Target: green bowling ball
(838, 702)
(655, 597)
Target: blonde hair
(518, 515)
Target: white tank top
= = = =
■ WHAT IS BEING ASKED
Transcribe the listing above exactly as shown.

■ OUTPUT OF THE TASK
Target: green bowling ball
(838, 702)
(655, 597)
Target: blonde hair
(518, 515)
Target: white tank top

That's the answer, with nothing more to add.